> BRIEF 1
According to the Python concurrency text, why would the asyncio version have been much slower if plain requests had been used to download the sites?
> BRIEF 2
Continue the Python concurrency text from its last sentence.
**** SUPPLIED TEXT
Your simplified event loop selects one of the ready tasks and starts it back to running. That task is in complete control until it cooperatively hands the control back to the event loop. When the running task gives control back to the event loop, the event loop places that task into either the ready or waiting list and then goes through each of the tasks in the waiting list to see if it has become ready by completing an I/O operation.
An important point of asyncio is that the tasks never give up control without intentionally doing so. They never get interrupted in the middle of an operation. This allows us to share resources a bit more easily in asyncio than in threading.
Why the asyncio version rocks?
It is faster than the threading version. It forces you to think about when a given task will get swapped out, which can help you create a better, faster, design. It is much more scalable. With threading version you have to fine tune the number of thread based on problem and hardware you are working with.
Problems with asyncio version
You need special async versions of libraries to gain the full advantage of asyncio. Had you just used requests for downloading the sites, it would have been much slower because requests is not designed to notify the event loop that it’s blocked. All of the advantages of cooperative multitasking get thrown away if one of the tasks doesn’t cooperate. A minor mistake in code can cause a task to run off and hold the processor for a long time, starving other tasks that need running. There is no way for the event loop to break in if a task does not hand control back to it.
multiprocessing version
import requests
import multiprocessing
import time
session = None
def set_global_session():
global session
if not session:
session = requests.Session()
def download_site(url):
with session.get(url) as response:
name = multiprocessing.current_process().name
print("{}:Read {} from {}".format(name, len(response.content), url))
def download_all_sites(sites):
with multiprocessing.Pool(initializer=set_global_session) as pool:
pool.map(download_site, sites)
if __name__ == "__main__":
sites = [
"https://www.amazon.com",
"https://www.stackoverflow.com/",
] * 80
start_time = time.time()
download_all_sites(sites)
duration = time.time() - start_time
print("Downloaded {} in {} seconds".format(len(sites), duration))
Output: Downloaded 160 in 4.1463499 seconds
There are few changes as compared to Synchronous version: Code looks is much shorter than asyncio version. multiprocessing on high level create a new instance of Python interpreter to run on each CPU and then farming out part of our program to run on it.
Why the multiprogramming version rocks?
Relatively easy to setup & requires little extra code. Takes full advantage of the CPU power on your computer.
Problems with multiprogramming version
Slower than asyncio and threading. Require some setup from synchronous version. We have spend some time thinking about which variables will be accessed in each process.
CPU Bound task
Synchronous Version
import time
def cpu_bound(number):
return sum(i * i for i in range(number))
def find_sums(numbers):
for number in numbers:
cpu_bound(number)
if __name__ == "__main__":
numbers = [5000000 + x for x in range(20)]
start_time = time.time()
find_sums(numbers)
duration = time.time() - start_time
print("Duration {} seconds".format(duration))
Output: Duration 9.244601 seconds
This code calls cpu_bound() 20 times with a different large number each time. It does all of this on a single thread in a single process on a single CPU. Unlike the I/O-bound examples, the CPU-bound examples are usually fairly consistent in their run times. Why is that? It is because networks are unreliable and can respond slow or fast with time.
Clearly we can do better than this. This is all running on a single CPU with no concurrency.
How much do you think rewriting this code using threading or asyncio will speed this up? Lets see!
********
**** DATASET EXCERPT
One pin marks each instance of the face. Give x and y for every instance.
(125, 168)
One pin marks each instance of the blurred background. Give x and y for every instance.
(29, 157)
********
> WRITTEN REPLY 1
Because requests is not designed to notify the event loop that it's blocked.

> WRITTEN REPLY 2
threading & asyncio versions
import concurrent.futures
import time
def cpu_bound(number):
return sum(i * i for i in range(number))
def find_sums(numbers):
with concurrent.futures.ThreadPoolExecutor(max_workers=5) as executor:
executor.map(cpu_bound, numbers)
if __name__ == "__main__":
numbers = [5000000 + x for x in range(20)]
start_time = time.time()
find_sums(numbers)
duration = time.time() - start_time
print("Duration {} seconds".format(duration))
Output: Duration 9.190521 seconds
In your I/O-bound example, much of the overall time was spent waiting for slow operations to finish. threading and asyncio sped this up by allowing you to overlap the times you were waiting instead of doing them sequentially. On a CPU-bound problem, however, there is no waiting. The CPU is cranking away as fast as it can to finish the problem. One CPU is doing all of the work of the non-concurrent code plus the extra work of setting up threads or tasks.
Lets see how multiprocessing perform on this problem!
multiprocessing Version
import multiprocessing
import time
def cpu_bound(number):
return sum(i * i for i in range(number))
def find_sums(numbers):
with multiprocessing.Pool() as pool:
pool.map(cpu_bound, numbers)
if __name__ == "__main__":
numbers = [5000000 + x for x in range(20)]
start_time = time.time()
find_sums(numbers)
duration = time.time() - start_time
print("Duration {} seconds".format(duration))
Output: Duration 1.586885 seconds
Why the multiprocessing version rocks? Easy to setup with very little code. Take full advantage of CPU power on your computer
Problems with multiprocessing version Splitting your problem up so each processor can work independently can sometimes be difficult. Many solutions require more communication between the processes. This would add more complexity to your synchronous version and sometime these communication overhead can outweigh the benefit.
Conclusion
We have covered a lot of ground here. It’s time to review those ideas and discuss about decision points.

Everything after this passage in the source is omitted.